■ EXERCISE
Replace "marker" with "pin" in the items from the first line up to and including the line with "[(57, 212), (368, 181), (258, 456)]", then write out those lines again with nothing else changed.

■ DATA RECORDS
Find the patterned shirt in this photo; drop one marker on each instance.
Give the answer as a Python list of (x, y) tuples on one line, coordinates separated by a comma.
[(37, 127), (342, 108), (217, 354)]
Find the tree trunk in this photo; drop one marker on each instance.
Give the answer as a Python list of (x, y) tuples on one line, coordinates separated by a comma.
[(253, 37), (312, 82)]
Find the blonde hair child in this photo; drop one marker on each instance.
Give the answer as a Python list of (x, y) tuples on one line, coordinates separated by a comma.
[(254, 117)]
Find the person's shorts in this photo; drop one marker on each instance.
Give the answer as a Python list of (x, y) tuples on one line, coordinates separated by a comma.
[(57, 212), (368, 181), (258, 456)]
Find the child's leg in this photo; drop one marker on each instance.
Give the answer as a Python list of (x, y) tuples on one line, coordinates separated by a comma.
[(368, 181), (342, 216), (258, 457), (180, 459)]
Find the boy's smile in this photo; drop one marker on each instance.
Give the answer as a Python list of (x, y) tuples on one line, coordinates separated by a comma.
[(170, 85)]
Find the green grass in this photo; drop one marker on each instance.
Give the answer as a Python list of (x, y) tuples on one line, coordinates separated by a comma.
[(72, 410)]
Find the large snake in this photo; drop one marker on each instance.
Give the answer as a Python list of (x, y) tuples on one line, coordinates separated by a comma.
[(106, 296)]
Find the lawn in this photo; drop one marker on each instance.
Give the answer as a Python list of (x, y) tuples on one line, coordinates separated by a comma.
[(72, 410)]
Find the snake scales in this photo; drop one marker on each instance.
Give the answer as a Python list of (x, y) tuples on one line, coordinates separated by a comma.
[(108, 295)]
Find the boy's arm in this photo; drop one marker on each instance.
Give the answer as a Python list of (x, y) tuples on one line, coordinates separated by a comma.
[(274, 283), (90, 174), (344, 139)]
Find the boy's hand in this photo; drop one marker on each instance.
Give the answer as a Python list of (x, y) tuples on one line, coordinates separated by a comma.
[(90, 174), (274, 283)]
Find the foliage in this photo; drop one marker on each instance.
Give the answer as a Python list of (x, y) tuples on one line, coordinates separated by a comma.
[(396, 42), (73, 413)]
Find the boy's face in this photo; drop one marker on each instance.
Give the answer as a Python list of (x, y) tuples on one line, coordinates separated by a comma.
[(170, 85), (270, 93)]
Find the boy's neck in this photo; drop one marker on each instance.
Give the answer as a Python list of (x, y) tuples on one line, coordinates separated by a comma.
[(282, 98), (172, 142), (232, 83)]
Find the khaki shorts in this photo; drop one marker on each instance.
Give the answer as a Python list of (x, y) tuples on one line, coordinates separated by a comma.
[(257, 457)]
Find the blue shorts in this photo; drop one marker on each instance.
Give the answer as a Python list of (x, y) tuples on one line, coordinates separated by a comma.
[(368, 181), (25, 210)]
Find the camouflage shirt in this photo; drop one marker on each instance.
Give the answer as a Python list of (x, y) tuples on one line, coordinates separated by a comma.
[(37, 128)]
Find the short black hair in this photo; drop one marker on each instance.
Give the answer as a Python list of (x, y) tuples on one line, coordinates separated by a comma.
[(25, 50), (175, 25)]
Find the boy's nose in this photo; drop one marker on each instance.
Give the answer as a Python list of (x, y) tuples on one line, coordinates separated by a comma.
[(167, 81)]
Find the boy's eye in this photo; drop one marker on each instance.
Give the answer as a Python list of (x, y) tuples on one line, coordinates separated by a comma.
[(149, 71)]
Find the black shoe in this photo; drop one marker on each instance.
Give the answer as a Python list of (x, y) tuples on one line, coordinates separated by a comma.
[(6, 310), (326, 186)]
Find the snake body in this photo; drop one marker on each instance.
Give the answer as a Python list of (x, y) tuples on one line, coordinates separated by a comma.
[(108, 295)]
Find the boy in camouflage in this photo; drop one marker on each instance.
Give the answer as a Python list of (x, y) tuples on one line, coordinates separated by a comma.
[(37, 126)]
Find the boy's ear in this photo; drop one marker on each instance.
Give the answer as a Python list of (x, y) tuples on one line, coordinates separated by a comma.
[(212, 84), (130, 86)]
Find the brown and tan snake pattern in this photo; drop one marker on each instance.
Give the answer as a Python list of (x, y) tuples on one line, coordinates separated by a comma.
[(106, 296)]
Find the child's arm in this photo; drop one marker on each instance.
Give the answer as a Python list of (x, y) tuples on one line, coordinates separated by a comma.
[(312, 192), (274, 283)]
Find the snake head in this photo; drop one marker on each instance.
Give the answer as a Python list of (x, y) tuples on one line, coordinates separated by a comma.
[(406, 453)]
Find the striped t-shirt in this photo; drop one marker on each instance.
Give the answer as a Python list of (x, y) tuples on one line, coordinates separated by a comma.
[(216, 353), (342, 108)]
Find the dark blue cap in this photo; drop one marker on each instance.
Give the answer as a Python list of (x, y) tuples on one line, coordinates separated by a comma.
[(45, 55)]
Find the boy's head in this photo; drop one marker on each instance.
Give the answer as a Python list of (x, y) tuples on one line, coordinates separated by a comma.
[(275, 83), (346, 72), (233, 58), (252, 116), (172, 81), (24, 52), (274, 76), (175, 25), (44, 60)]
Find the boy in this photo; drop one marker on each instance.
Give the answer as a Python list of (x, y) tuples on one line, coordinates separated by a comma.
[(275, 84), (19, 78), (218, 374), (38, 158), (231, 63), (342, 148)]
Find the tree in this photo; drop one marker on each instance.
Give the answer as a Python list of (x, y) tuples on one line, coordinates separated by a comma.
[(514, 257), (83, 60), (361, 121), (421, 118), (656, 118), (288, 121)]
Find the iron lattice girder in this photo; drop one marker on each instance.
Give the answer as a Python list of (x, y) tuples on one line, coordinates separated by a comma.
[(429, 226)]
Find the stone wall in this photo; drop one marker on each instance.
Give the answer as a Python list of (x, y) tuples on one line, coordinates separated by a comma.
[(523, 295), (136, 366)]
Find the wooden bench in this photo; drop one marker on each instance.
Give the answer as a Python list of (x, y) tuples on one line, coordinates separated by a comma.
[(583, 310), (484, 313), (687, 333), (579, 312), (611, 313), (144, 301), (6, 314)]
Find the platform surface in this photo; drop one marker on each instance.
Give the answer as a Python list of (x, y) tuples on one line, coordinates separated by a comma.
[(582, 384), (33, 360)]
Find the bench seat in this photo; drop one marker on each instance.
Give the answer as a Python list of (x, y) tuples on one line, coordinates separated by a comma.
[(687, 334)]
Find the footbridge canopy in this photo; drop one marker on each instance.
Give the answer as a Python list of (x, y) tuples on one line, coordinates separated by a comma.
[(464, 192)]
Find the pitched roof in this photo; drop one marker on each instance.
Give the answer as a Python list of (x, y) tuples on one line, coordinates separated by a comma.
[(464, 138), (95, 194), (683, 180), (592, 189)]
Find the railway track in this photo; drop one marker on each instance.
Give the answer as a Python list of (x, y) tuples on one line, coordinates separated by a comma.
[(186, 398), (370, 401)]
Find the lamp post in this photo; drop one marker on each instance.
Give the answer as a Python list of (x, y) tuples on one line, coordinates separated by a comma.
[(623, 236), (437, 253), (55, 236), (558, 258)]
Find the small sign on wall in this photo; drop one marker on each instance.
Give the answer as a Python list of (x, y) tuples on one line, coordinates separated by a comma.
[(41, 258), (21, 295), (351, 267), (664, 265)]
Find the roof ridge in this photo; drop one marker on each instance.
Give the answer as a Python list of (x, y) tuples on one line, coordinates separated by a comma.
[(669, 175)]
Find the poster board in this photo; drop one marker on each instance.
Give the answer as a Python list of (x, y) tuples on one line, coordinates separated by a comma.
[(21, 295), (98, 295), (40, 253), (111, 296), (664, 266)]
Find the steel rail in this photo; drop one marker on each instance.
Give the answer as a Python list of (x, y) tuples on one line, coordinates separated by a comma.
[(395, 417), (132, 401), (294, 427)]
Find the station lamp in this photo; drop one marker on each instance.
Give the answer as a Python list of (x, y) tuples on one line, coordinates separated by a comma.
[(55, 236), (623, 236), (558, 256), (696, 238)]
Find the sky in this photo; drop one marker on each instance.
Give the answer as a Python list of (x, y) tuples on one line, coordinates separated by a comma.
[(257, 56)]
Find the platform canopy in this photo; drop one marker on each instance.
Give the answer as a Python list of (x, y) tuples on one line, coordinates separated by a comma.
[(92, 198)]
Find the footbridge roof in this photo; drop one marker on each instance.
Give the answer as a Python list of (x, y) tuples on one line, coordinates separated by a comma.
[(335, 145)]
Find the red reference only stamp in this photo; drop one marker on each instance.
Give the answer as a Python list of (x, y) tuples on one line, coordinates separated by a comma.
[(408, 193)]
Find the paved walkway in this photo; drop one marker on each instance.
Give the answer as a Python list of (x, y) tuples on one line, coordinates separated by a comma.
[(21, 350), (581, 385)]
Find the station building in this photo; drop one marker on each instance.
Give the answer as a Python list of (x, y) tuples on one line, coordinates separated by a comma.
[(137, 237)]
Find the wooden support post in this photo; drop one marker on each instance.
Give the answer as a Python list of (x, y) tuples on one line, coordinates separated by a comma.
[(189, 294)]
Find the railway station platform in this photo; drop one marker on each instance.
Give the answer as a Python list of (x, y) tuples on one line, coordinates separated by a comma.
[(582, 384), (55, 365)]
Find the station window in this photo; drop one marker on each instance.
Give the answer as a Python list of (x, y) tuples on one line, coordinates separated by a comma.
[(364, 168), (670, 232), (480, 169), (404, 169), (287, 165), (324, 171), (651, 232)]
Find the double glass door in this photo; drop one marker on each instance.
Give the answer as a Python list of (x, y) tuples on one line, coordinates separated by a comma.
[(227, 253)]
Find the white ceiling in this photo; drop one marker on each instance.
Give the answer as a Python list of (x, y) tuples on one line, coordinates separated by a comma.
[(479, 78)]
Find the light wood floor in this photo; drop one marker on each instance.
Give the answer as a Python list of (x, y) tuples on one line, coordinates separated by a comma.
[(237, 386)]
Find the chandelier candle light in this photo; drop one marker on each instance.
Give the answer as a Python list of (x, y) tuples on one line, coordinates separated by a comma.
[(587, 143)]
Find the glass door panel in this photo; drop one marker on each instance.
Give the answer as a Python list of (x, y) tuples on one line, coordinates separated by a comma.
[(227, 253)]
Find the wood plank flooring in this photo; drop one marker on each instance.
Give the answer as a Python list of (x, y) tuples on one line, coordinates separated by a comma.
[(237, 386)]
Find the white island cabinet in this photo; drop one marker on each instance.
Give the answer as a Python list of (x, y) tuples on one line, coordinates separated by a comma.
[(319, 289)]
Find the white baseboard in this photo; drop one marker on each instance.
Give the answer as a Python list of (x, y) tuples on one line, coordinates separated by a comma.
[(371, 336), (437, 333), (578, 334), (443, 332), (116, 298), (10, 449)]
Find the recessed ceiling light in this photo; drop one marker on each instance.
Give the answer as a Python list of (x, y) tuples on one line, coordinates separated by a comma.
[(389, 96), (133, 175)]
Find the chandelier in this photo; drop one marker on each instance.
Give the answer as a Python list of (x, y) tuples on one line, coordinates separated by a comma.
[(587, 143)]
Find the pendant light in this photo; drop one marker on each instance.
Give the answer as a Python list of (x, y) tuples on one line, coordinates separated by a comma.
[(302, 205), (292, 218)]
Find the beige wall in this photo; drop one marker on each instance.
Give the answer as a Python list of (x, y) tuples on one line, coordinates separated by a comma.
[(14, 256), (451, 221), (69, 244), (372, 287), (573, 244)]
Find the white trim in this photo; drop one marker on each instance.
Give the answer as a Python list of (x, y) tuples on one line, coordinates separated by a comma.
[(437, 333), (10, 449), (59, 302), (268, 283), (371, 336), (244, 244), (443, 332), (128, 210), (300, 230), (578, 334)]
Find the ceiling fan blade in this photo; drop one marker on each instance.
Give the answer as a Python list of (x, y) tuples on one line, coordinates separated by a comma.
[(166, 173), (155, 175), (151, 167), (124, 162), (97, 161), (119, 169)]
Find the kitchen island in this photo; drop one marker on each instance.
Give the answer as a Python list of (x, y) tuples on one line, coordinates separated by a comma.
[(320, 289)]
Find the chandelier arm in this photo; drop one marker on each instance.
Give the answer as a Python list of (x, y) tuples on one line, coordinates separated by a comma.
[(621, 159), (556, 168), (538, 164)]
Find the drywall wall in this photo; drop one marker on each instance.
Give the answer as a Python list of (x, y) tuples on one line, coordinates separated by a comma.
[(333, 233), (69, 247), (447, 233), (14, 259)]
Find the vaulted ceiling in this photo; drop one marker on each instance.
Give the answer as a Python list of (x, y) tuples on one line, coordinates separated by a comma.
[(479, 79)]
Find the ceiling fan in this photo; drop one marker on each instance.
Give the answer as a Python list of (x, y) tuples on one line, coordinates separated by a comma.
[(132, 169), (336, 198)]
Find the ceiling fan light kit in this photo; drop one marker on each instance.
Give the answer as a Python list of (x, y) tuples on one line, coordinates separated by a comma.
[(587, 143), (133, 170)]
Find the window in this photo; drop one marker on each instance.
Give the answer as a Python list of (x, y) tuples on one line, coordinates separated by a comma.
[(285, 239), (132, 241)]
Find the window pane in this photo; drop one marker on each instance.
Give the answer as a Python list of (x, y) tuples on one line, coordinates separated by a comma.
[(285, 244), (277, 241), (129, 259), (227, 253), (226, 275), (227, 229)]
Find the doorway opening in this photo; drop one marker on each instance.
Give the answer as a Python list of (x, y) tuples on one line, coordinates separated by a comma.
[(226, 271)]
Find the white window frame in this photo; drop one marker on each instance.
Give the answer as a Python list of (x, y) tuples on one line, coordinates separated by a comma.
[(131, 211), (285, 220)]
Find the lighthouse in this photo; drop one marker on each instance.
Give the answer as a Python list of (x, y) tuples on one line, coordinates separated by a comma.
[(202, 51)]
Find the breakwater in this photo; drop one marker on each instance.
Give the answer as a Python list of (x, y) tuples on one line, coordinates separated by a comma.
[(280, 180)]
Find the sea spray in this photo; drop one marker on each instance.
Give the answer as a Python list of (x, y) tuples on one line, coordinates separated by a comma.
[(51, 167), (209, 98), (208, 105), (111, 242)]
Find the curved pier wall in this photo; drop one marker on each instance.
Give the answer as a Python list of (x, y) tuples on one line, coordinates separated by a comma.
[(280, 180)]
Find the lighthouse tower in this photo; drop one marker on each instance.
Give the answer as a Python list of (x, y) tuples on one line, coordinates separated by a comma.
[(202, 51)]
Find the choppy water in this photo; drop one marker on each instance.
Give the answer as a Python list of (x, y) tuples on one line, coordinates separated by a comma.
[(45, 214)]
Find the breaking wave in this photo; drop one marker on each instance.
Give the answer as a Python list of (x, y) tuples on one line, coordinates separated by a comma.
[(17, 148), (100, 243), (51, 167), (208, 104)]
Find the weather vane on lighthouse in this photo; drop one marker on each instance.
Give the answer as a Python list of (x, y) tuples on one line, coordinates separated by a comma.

■ EXERCISE SOLUTION
Find the patterned shirt in this photo; drop one pin on each instance.
Give the answer as a Python list of (x, y) tuples on one line, coordinates separated by a comma.
[(37, 127), (342, 108), (217, 354)]
Find the tree trunk in this photo; drop one pin on each instance.
Give the answer as a Python list of (x, y) tuples on one line, coordinates separated by a comma.
[(253, 37), (312, 82)]
Find the blonde hair child in this photo; drop one pin on each instance.
Give the answer as a Python list of (x, y) tuples on one line, coordinates separated by a comma.
[(254, 117)]
Find the person's shorts in this photo; drop one pin on each instance.
Give the answer as a Python list of (x, y) tuples on one line, coordinates separated by a comma.
[(57, 212), (368, 181), (258, 456)]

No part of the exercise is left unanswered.